- **DIRECTION**
Pull out each line in the records below that contains the word "ceiling", and copy those lines word for word.
--- Start of EXERCISE INPUTS ---
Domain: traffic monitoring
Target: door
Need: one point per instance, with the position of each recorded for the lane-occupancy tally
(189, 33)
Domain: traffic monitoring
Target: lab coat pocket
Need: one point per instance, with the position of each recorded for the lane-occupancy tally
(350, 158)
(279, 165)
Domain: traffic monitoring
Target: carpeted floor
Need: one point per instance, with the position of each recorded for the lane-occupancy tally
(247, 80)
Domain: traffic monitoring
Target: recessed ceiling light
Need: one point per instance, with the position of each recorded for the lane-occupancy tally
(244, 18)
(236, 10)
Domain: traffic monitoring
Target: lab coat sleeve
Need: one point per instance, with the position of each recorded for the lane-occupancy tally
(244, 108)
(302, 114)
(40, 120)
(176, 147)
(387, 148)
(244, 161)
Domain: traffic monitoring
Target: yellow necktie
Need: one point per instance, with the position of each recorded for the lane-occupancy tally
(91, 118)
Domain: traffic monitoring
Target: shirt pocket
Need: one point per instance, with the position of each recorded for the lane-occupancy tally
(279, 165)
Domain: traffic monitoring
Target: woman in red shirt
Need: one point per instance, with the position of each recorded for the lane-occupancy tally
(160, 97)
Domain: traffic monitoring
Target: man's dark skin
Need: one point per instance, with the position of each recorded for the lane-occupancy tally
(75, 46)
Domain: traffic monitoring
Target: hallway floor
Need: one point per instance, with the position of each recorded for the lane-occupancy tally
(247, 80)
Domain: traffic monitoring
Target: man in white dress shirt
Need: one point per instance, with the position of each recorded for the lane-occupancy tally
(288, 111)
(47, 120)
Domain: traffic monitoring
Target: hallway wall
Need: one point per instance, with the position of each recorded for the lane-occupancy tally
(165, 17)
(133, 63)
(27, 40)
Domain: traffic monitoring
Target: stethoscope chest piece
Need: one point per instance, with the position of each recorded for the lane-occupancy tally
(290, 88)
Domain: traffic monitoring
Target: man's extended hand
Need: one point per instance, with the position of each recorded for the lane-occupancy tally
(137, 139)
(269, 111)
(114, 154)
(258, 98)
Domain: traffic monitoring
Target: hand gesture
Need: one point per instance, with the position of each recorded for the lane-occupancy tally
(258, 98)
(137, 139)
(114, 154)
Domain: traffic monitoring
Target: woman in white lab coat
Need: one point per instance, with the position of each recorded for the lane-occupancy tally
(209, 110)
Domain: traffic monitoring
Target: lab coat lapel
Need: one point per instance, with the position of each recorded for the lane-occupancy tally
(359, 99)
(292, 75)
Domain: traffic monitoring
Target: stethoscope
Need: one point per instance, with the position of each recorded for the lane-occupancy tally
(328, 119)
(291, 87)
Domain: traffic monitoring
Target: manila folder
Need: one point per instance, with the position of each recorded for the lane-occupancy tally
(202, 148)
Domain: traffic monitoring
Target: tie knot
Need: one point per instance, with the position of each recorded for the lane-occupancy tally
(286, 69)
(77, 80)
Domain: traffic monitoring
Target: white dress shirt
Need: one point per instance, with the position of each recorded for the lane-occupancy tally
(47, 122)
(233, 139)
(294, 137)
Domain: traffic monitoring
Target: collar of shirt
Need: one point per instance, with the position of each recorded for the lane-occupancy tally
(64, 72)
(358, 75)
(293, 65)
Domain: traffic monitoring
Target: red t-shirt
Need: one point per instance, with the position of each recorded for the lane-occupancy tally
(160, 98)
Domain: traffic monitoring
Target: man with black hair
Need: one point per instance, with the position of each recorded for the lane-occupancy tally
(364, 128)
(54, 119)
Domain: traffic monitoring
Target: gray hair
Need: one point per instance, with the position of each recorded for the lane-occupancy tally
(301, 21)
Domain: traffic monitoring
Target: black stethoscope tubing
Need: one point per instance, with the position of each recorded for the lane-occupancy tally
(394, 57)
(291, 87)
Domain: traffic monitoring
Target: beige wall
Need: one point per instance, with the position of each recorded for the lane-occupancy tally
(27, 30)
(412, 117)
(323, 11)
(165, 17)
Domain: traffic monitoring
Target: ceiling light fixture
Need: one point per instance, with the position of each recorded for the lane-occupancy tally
--- End of EXERCISE INPUTS ---
- **RESULT**
Target: recessed ceiling light
Target: ceiling light fixture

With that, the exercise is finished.